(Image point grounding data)
- Opening Delimiter -

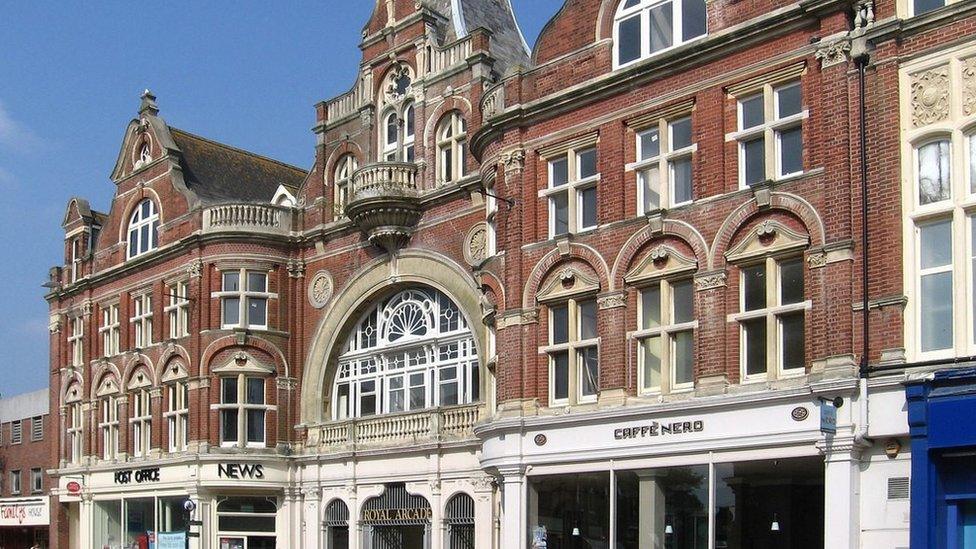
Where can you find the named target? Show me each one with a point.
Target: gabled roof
(215, 172)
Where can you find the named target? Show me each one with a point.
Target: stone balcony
(429, 426)
(248, 218)
(385, 203)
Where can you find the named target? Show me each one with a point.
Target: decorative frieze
(930, 96)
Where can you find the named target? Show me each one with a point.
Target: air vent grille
(898, 488)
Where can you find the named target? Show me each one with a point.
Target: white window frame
(773, 312)
(453, 144)
(573, 188)
(76, 340)
(242, 407)
(109, 427)
(142, 320)
(664, 162)
(177, 416)
(667, 331)
(137, 221)
(770, 130)
(244, 296)
(109, 330)
(573, 348)
(178, 310)
(643, 10)
(141, 422)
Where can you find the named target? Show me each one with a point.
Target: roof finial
(148, 104)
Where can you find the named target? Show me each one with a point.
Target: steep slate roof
(220, 173)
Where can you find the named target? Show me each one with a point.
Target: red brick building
(606, 291)
(26, 446)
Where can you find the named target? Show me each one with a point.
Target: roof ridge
(238, 149)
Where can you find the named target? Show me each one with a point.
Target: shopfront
(941, 412)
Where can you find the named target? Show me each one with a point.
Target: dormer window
(143, 229)
(646, 27)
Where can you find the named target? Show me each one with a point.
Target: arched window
(143, 229)
(452, 140)
(413, 350)
(342, 183)
(645, 27)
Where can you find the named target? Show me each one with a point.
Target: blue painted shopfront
(942, 421)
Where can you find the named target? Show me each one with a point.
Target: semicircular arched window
(143, 229)
(411, 351)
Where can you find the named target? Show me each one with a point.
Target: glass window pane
(791, 151)
(560, 323)
(682, 299)
(936, 311)
(681, 180)
(649, 145)
(650, 308)
(588, 207)
(754, 287)
(589, 363)
(231, 311)
(628, 39)
(560, 373)
(933, 172)
(587, 311)
(560, 212)
(228, 394)
(792, 340)
(651, 362)
(791, 281)
(232, 281)
(650, 181)
(692, 18)
(558, 172)
(788, 101)
(752, 112)
(661, 31)
(936, 244)
(683, 357)
(754, 158)
(586, 163)
(755, 343)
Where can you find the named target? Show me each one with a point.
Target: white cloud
(14, 135)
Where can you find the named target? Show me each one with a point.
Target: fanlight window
(143, 229)
(412, 351)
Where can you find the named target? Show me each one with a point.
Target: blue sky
(245, 73)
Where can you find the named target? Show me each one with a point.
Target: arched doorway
(396, 519)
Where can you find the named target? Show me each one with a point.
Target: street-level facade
(606, 292)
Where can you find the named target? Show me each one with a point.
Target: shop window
(342, 183)
(664, 169)
(76, 341)
(666, 337)
(178, 310)
(573, 351)
(37, 428)
(141, 421)
(109, 330)
(109, 427)
(412, 351)
(452, 135)
(141, 321)
(178, 416)
(772, 320)
(645, 27)
(244, 299)
(572, 191)
(242, 411)
(770, 134)
(143, 229)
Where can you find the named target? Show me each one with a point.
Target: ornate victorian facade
(609, 291)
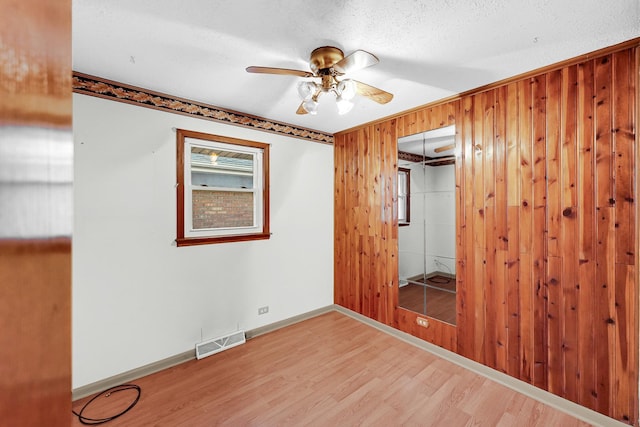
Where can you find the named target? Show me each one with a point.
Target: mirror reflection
(426, 220)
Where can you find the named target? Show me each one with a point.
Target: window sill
(193, 241)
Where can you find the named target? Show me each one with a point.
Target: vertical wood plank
(525, 232)
(626, 358)
(568, 236)
(500, 241)
(479, 231)
(586, 238)
(512, 166)
(538, 250)
(466, 298)
(489, 211)
(604, 331)
(553, 252)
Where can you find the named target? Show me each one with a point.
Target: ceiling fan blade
(356, 61)
(373, 93)
(444, 148)
(301, 109)
(283, 71)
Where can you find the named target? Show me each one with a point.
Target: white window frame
(260, 153)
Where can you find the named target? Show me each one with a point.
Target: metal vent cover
(216, 345)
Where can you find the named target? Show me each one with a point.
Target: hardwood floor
(331, 370)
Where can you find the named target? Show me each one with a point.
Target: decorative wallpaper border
(107, 89)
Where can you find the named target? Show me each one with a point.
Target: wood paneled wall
(547, 228)
(35, 260)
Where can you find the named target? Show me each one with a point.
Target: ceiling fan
(328, 64)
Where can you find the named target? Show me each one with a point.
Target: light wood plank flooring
(331, 370)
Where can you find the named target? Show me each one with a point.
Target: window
(404, 195)
(222, 190)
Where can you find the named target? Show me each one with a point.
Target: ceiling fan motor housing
(323, 58)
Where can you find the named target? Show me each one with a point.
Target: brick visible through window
(221, 209)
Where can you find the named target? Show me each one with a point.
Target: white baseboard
(134, 374)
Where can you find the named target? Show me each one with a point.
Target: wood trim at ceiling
(86, 84)
(635, 42)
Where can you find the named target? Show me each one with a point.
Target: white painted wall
(137, 298)
(423, 242)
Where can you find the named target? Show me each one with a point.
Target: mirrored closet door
(426, 221)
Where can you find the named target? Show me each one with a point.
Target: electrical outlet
(422, 322)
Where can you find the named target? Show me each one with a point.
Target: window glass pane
(221, 209)
(221, 168)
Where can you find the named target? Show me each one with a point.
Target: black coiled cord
(95, 421)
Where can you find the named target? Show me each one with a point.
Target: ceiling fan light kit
(328, 63)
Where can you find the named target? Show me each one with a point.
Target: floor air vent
(216, 345)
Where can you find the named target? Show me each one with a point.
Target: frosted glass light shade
(306, 90)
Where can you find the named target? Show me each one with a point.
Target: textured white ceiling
(428, 50)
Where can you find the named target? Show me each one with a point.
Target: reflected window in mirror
(404, 196)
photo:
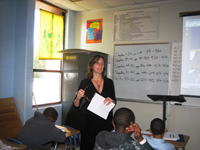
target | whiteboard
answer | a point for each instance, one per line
(140, 70)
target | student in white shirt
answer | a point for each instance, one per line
(157, 128)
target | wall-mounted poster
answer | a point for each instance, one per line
(94, 31)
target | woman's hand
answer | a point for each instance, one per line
(79, 95)
(107, 101)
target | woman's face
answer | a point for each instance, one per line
(98, 66)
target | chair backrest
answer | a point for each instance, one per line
(10, 123)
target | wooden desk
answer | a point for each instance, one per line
(13, 144)
(69, 133)
(180, 144)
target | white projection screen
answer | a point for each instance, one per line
(190, 76)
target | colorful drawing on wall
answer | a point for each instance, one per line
(94, 31)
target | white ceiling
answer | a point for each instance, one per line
(91, 5)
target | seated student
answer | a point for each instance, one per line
(40, 130)
(120, 139)
(157, 128)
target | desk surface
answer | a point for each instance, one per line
(68, 132)
(180, 144)
(13, 144)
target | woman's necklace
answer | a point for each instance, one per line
(98, 84)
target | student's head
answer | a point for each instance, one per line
(157, 126)
(123, 118)
(95, 60)
(51, 114)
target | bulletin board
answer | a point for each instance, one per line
(141, 69)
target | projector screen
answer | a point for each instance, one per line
(190, 76)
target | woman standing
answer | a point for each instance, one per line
(95, 82)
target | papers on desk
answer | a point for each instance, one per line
(171, 136)
(96, 106)
(64, 129)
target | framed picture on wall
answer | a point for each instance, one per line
(94, 31)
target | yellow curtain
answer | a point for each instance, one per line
(51, 36)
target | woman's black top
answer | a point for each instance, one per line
(89, 123)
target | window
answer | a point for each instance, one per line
(46, 73)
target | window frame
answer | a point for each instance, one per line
(55, 10)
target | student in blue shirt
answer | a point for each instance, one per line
(157, 128)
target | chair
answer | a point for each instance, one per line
(76, 138)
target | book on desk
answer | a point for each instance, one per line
(170, 136)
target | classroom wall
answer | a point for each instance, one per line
(181, 119)
(16, 53)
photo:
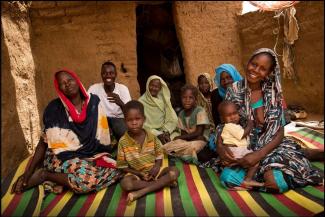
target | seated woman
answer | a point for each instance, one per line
(75, 130)
(226, 74)
(161, 119)
(282, 163)
(204, 97)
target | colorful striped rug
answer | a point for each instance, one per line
(199, 193)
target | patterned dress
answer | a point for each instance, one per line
(290, 167)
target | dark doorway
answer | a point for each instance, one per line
(158, 49)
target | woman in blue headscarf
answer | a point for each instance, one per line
(226, 74)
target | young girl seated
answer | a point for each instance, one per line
(140, 156)
(194, 125)
(234, 136)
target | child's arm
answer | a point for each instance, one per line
(155, 169)
(248, 128)
(197, 134)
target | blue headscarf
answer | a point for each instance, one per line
(231, 70)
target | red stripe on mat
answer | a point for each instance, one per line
(122, 204)
(16, 199)
(86, 205)
(13, 205)
(296, 208)
(160, 203)
(194, 191)
(319, 145)
(241, 203)
(52, 204)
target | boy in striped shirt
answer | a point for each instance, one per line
(140, 156)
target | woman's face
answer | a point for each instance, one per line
(258, 68)
(67, 84)
(188, 99)
(225, 80)
(154, 87)
(204, 85)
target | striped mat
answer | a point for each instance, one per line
(199, 193)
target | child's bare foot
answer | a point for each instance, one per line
(252, 183)
(132, 196)
(37, 178)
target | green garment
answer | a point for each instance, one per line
(159, 113)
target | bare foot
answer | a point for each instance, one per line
(37, 178)
(132, 196)
(252, 183)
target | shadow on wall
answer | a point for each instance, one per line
(13, 144)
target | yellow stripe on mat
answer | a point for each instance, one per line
(95, 204)
(206, 200)
(58, 207)
(5, 201)
(304, 202)
(37, 210)
(256, 209)
(130, 209)
(168, 209)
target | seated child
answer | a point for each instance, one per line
(194, 124)
(140, 156)
(234, 136)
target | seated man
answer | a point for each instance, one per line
(114, 96)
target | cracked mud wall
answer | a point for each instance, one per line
(20, 121)
(208, 36)
(256, 30)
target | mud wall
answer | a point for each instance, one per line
(20, 121)
(256, 30)
(80, 36)
(208, 36)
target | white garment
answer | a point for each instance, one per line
(111, 109)
(232, 133)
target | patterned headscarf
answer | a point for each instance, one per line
(231, 70)
(240, 94)
(78, 118)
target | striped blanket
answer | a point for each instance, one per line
(199, 193)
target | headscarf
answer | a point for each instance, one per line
(231, 70)
(78, 118)
(160, 104)
(240, 94)
(70, 135)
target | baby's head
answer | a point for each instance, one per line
(228, 112)
(189, 95)
(134, 116)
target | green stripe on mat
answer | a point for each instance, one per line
(112, 208)
(185, 195)
(78, 205)
(19, 211)
(314, 191)
(150, 204)
(319, 165)
(310, 135)
(277, 205)
(48, 199)
(232, 206)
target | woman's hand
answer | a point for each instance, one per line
(20, 184)
(249, 160)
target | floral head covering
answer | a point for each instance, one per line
(231, 70)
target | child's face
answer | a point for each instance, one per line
(154, 87)
(204, 85)
(230, 114)
(134, 121)
(188, 100)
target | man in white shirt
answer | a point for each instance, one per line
(114, 96)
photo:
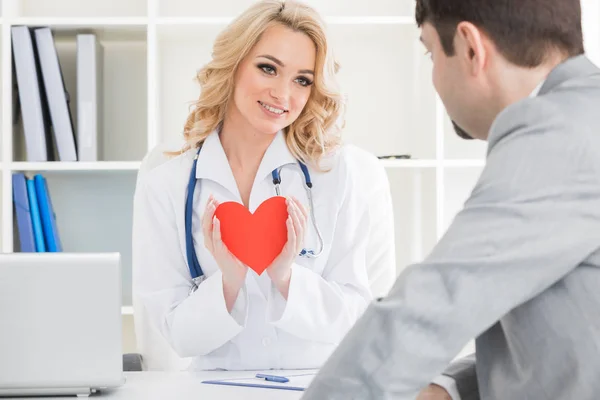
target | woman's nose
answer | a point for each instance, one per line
(280, 91)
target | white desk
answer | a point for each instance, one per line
(189, 386)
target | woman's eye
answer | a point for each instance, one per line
(304, 81)
(267, 69)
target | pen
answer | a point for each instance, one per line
(273, 378)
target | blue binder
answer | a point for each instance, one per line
(40, 243)
(23, 213)
(47, 215)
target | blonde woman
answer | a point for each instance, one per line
(268, 108)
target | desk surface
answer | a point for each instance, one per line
(188, 386)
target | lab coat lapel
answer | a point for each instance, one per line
(213, 164)
(277, 155)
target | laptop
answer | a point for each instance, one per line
(60, 318)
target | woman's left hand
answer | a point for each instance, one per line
(280, 270)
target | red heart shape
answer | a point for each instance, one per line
(255, 239)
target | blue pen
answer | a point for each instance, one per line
(273, 378)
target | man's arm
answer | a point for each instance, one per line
(531, 219)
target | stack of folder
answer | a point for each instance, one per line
(44, 102)
(36, 220)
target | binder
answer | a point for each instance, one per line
(32, 97)
(47, 214)
(90, 56)
(56, 95)
(23, 213)
(36, 220)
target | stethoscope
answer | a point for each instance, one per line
(193, 263)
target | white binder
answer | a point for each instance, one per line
(56, 95)
(89, 97)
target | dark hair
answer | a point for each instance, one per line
(524, 31)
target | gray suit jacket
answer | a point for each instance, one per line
(519, 268)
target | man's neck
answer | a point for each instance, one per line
(517, 83)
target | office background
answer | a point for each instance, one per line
(151, 52)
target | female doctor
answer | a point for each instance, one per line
(265, 123)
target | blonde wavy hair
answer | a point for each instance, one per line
(316, 130)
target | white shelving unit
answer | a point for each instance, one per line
(153, 49)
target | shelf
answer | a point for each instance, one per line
(403, 163)
(76, 166)
(463, 163)
(77, 9)
(458, 185)
(330, 20)
(123, 134)
(345, 8)
(457, 148)
(79, 21)
(414, 196)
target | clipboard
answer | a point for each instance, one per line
(297, 382)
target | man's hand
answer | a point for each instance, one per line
(434, 392)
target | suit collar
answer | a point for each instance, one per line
(213, 164)
(573, 67)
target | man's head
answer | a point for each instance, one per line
(488, 54)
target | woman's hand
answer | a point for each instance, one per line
(280, 270)
(234, 272)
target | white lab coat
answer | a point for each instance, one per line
(263, 330)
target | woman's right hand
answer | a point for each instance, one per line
(233, 270)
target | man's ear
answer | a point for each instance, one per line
(469, 43)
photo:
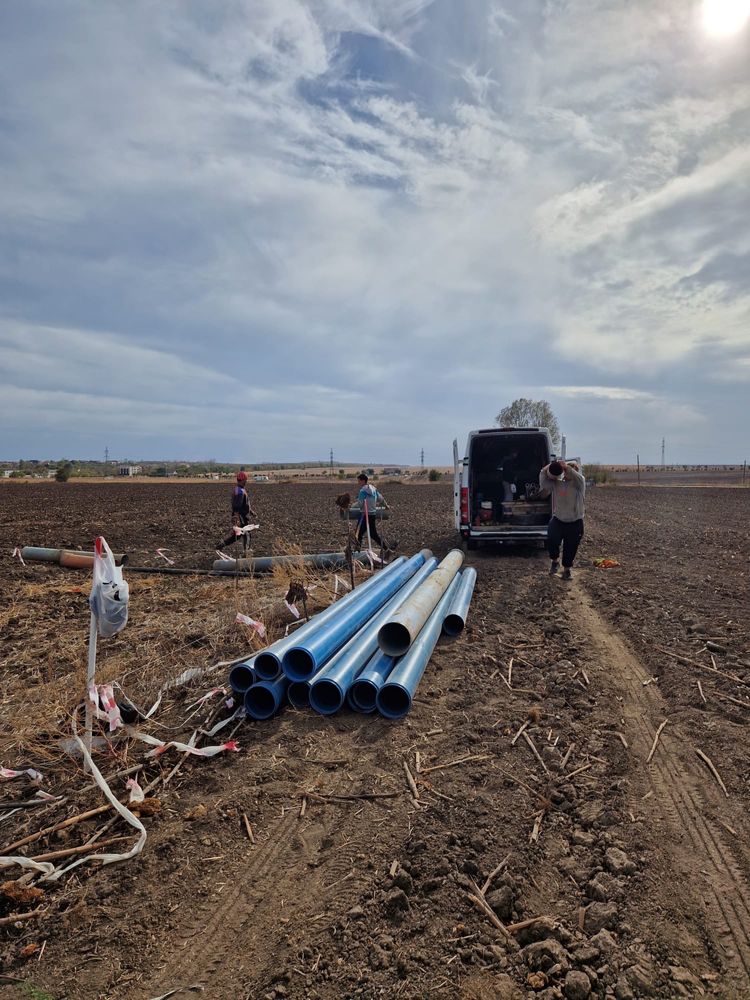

- Closing Delimiter -

Your instructions =>
Take the line above containing "target | colorful drawing on wall", the line containing "target | woman standing", and all lines in between, and copy them exactly without anything else.

Response to this task =>
target | colorful drawing on wall
answer | a point for each instance, one per line
(94, 31)
target | white ceiling
answer | a point for each instance, one per line
(91, 5)
target | seated student
answer | a point for each instance, one per line
(40, 130)
(120, 139)
(157, 128)
target | desk surface
answer | a point for each instance, one per line
(68, 132)
(180, 144)
(13, 144)
target | woman's necklace
answer | a point for each instance, one per line
(98, 84)
target | student's head
answer | a point for each instance, one per line
(157, 126)
(123, 118)
(95, 60)
(51, 114)
target | bulletin board
answer | a point for each instance, one per line
(141, 69)
target | projector screen
answer | a point for each instance, one per line
(190, 76)
target | woman standing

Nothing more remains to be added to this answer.